### Task requirements
1 – Using the excerpted passage about patterned scanning laser treatment, explain in one to three sentences what set the starting laser energy in each study area and how the energy changed from there.
2 – Pick up the passage on scatter laser photocoagulation in diabetic retinopathy and retinal vein occlusion, and continue it from the end of its last sentence.

### Excerpted passage
++++++++++++++++++++
Ten patients with proliferative diabetic retinopathy (PDR) or central retinal vein occlusion (CRVO) received scatter laser photocoagulation using a semi-automated patterned scanning laser system (PASCAL, Optimedica). Adjacent to the upper or lower vessel arcades a study area was created. In this area 2x2 pattern laser spots were applied with halving the flux of the laser energies in a stepwise manner starting from an individually selected energy producing the typical grayish lesions. The study areas were than imaged at day one, three and seven, than at month one, two and three using color fundus photography, autofluorescence (AF), infra read (IR) imaging and spectral domain OCT (SD OCT; Spectralis OCT, Heidelberg Engineering).
++++++++++++++++++++
### Information provided

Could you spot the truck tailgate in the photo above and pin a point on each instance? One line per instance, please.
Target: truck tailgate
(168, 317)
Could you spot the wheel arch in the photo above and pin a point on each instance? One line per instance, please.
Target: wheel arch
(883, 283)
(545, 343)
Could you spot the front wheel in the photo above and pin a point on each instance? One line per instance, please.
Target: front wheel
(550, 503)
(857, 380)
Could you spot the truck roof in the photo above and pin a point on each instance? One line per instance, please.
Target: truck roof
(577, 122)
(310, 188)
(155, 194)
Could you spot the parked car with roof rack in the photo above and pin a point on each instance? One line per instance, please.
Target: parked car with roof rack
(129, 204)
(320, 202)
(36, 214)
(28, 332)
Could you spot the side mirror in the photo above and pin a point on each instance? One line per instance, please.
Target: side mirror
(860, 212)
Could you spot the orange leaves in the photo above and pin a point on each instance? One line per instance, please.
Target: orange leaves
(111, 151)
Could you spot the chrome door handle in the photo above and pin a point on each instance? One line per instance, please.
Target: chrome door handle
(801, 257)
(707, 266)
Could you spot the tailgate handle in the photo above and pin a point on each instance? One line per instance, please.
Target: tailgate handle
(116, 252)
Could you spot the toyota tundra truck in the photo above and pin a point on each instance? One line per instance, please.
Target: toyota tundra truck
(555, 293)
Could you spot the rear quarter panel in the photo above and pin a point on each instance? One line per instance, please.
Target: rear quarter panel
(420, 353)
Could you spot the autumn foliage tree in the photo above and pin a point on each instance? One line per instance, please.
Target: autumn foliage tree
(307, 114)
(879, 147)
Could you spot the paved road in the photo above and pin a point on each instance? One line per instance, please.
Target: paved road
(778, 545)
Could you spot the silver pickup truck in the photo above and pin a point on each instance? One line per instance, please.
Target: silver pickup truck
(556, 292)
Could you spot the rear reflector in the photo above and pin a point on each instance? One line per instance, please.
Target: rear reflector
++++++++++++++++++++
### Task answers
1 – The starting energy was chosen individually for each patient as the energy that produced the typical grayish lesions. From that level, 2x2 pattern laser spots were applied while the laser flux was halved step by step.

2 –
The starting suprathreshold energy lesions were well visible in all patients immediately after laser application and throughout the follow up period with both, color fundus photography, IR and AF and showed characteristic changes on OCT. The halved flux laser burns (first step) were funduscopically undetectable during the laser session, but during the follow up were often detectable on IR and AF images and sometimes on fundus photography as well. On OCT they showed similar changes as the supra threshold laser scars, but were much smaller in diameter. The 3rd and 4th steps of the flux halving showed no changes during the laser treatment or at the follow ups on any of the imaging modalities.
Subthreshold laser burns with halved energy flux produce similar morphologic changes in the retina as suprathreshold energies but with a lesser extent. Energies below this range show no signs of morphologic changes detectable with OCT, autofluorescence, infrared or color fundus photographic imaging.